文書抜粋 =
小惑星「テロス」が日本に衝突することが発表され、世界は大混乱に陥った。そんなパニックをよそに、小春は淡々とひとり太宰府で自動車の教習を受け続けている。小さな夢を叶えるために。年末、ある教習車のトランクを開けると、滅多刺しにされた女性の死体を発見する。教官で元刑事のイサガワとともに、地球最後の謎解きを始める――。(紹介文引用)
 
最年少の江戸川乱歩賞ということで。ランキング系にも入っていたのと、乱歩賞ぽくない本格ミステリー風タイトルに惹かれたので読んでみた・・・が、良くも悪くも乱歩賞だった。あと二ヶ月で小惑星が九州に衝突し、世界は滅亡する。多くの国民が海外へ逃亡する中、終末を福岡で過ごすことを覚悟した人々。語り手のハルと元刑事で自動車教習所教官のイサガワのコンビが、あと二ヶ月で地球が滅亡するという状況下で発生した連続殺人事件を追う。

データ抜粋 =
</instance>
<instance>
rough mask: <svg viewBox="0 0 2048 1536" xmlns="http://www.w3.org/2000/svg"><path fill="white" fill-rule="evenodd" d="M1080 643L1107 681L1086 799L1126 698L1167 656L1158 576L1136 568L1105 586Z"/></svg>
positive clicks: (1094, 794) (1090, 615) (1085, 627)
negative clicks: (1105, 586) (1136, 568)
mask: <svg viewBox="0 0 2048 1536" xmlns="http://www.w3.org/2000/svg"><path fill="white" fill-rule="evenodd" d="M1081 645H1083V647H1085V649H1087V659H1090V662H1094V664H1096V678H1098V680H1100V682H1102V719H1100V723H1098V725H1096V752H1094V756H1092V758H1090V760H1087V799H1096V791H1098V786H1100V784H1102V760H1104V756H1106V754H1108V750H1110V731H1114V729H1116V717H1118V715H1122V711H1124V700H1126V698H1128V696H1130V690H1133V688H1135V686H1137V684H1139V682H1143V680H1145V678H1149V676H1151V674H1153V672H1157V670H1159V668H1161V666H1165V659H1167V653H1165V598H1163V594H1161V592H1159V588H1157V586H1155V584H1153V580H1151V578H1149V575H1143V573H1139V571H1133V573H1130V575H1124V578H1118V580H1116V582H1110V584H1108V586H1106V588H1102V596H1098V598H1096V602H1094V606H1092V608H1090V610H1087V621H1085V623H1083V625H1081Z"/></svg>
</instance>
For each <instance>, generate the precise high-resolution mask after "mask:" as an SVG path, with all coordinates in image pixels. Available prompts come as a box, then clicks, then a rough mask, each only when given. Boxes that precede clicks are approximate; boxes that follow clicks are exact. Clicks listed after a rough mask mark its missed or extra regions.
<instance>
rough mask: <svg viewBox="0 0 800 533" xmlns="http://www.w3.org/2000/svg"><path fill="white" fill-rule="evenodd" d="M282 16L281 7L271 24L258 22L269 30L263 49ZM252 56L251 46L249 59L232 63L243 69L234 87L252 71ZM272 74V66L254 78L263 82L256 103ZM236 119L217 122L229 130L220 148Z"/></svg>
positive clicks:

課題 = 上にある小惑星衝突下のミステリー小説についての文章から、「小惑星「テロス」が日本に衝突」から「発生した連続殺人事件を追う。」までを一字も変えずに書き写してください。

解答 =
小惑星「テロス」が日本に衝突することが発表され、世界は大混乱に陥った。そんなパニックをよそに、小春は淡々とひとり太宰府で自動車の教習を受け続けている。小さな夢を叶えるために。年末、ある教習車のトランクを開けると、滅多刺しにされた女性の死体を発見する。教官で元刑事のイサガワとともに、地球最後の謎解きを始める――。(紹介文引用)
 
最年少の江戸川乱歩賞ということで。ランキング系にも入っていたのと、乱歩賞ぽくない本格ミステリー風タイトルに惹かれたので読んでみた・・・が、良くも悪くも乱歩賞だった。あと二ヶ月で小惑星が九州に衝突し、世界は滅亡する。多くの国民が海外へ逃亡する中、終末を福岡で過ごすことを覚悟した人々。語り手のハルと元刑事で自動車教習所教官のイサガワのコンビが、あと二ヶ月で地球が滅亡するという状況下で発生した連続殺人事件を追う。